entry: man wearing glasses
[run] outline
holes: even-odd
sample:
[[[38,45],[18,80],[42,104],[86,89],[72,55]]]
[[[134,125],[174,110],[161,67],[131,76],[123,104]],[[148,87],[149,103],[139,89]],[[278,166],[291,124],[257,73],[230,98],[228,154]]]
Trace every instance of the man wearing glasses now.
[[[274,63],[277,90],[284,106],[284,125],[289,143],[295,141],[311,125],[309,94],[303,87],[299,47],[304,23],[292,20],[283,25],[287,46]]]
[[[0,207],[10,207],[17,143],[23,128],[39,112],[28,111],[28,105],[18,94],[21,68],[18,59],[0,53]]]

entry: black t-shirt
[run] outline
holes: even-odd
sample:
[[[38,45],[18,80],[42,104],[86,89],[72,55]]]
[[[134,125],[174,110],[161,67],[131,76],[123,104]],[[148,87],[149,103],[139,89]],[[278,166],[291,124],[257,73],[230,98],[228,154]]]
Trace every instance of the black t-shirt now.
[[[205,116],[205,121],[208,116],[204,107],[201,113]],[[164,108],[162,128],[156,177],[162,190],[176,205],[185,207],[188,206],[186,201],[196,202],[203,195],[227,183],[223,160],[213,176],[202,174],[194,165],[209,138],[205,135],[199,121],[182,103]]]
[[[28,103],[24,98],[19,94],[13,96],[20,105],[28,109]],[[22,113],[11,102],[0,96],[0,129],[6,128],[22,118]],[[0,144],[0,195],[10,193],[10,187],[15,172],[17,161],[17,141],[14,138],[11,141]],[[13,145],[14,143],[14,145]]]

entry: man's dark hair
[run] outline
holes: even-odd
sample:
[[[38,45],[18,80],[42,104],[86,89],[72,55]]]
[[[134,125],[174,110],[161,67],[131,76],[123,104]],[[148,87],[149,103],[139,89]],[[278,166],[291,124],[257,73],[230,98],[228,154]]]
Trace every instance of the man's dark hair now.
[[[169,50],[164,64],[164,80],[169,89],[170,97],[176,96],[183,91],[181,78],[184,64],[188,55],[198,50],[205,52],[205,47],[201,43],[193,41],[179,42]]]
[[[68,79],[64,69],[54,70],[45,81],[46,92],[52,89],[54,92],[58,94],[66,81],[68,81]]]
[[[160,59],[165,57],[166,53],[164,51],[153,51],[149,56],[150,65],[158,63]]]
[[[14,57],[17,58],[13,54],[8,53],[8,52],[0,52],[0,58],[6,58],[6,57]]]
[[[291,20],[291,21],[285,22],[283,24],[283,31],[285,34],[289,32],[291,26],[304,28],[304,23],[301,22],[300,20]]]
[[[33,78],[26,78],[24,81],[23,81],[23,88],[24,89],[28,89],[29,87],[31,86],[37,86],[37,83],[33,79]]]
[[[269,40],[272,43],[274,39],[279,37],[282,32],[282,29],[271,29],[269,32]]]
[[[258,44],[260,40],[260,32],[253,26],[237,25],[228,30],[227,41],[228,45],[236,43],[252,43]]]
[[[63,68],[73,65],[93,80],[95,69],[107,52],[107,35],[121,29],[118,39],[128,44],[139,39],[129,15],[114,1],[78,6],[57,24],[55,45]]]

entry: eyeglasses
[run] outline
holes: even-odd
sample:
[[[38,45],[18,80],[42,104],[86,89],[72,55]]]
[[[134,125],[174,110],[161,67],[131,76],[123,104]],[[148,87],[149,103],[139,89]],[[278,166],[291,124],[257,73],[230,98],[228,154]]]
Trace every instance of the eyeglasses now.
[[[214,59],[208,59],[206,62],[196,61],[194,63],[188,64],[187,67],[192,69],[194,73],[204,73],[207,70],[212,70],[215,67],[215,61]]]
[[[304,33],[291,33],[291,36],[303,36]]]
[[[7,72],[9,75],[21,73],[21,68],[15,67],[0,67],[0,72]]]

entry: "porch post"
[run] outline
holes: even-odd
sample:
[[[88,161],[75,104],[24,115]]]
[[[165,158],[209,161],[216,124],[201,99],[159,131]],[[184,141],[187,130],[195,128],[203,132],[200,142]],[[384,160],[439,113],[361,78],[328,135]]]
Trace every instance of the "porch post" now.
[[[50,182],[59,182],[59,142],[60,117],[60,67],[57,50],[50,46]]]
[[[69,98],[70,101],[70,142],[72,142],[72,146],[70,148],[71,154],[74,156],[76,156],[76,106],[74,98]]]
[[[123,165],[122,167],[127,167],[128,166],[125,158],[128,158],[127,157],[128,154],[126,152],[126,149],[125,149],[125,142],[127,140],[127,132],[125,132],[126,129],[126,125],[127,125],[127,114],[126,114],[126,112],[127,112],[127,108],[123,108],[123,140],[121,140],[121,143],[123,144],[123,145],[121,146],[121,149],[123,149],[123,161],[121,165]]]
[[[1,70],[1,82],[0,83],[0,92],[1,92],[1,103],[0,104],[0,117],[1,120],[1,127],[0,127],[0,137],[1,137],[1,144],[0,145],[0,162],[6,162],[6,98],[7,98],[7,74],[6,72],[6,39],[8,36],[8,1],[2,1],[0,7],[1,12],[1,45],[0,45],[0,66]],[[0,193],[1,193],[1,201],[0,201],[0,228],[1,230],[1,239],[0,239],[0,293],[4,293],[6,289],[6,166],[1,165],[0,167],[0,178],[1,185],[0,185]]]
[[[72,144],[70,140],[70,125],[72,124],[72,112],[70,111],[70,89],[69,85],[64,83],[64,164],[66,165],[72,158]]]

▬▬▬▬▬▬▬▬▬▬

# PROBLEM REQUIREMENTS
Collect every line in the records above that contains the string "shirt". Case counts.

# EXERCISE OUTPUT
entry: black t-shirt
Trace every instance of the black t-shirt now.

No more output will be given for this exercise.